Exercise brief ->
In the data below, find the line containing "dog's nose, reported"; reproduce that line and all subsequent lines exactly, and nothing else.

Working data ->
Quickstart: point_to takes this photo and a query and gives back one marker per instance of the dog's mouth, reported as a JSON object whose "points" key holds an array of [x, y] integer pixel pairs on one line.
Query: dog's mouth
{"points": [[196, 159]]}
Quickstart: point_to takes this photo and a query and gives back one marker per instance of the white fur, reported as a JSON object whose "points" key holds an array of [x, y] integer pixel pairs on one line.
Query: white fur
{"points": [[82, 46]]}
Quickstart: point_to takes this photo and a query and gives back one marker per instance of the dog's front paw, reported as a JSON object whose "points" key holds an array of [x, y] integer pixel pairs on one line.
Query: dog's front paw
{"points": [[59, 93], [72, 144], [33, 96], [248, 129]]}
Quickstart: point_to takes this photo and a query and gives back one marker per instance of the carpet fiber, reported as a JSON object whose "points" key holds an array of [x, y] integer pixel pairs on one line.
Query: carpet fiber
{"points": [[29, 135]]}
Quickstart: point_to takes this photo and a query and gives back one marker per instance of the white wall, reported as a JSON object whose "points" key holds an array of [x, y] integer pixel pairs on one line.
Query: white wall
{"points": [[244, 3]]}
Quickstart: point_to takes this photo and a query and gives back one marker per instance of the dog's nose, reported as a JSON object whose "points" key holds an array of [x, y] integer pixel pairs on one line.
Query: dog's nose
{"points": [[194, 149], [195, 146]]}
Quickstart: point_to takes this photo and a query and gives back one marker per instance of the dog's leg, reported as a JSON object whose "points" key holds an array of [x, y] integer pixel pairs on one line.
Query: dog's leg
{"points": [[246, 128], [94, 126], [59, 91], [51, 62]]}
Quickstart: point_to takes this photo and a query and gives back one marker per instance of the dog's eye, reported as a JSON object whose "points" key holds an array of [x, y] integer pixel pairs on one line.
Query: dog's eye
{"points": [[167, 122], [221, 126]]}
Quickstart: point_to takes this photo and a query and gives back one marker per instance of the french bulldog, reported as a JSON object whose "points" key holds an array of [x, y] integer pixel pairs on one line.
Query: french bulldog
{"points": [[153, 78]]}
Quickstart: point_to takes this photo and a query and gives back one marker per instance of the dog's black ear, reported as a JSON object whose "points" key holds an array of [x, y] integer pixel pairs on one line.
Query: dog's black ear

Result for this exercise ->
Quickstart: point_to takes this photo and a query and gives back one marker per instance of the dog's nose, reported as a JSON object whose "points" key holds an array of [x, y] integer pixel pairs on one line.
Query: dog's nose
{"points": [[194, 149], [195, 146]]}
Quickstart: point_to takes this photo and a query and gives back one marker per instance of the dog's leg, reported as a JSON object whose "points" key holds an array of [x, y] integer pixel pairs on one line.
Query: dog's leg
{"points": [[246, 128], [94, 126], [59, 91], [51, 62]]}
Quickstart: point_to takes this photo and a query and gives back one marker per instance of the dog's eye, reported as a JSON object whose "points" key holds an array of [x, y] integer pixel pairs on one line.
Query: dog's eye
{"points": [[167, 122], [221, 126]]}
Quickstart: point_to takes this photo and a query and gives back one marker per instance of the french bulldog, reported as a JSON object whose "points" key holds an array of [x, y] integer pixel pairs on one line.
Query: french bulldog
{"points": [[153, 78]]}
Quickstart: point_to takes this photo and a query and gives back one marker per instance of the dog's black ear, reported as a JSON object whose "points" key holds an array of [x, y] integer pixel pairs on one line.
Query: dog's black ear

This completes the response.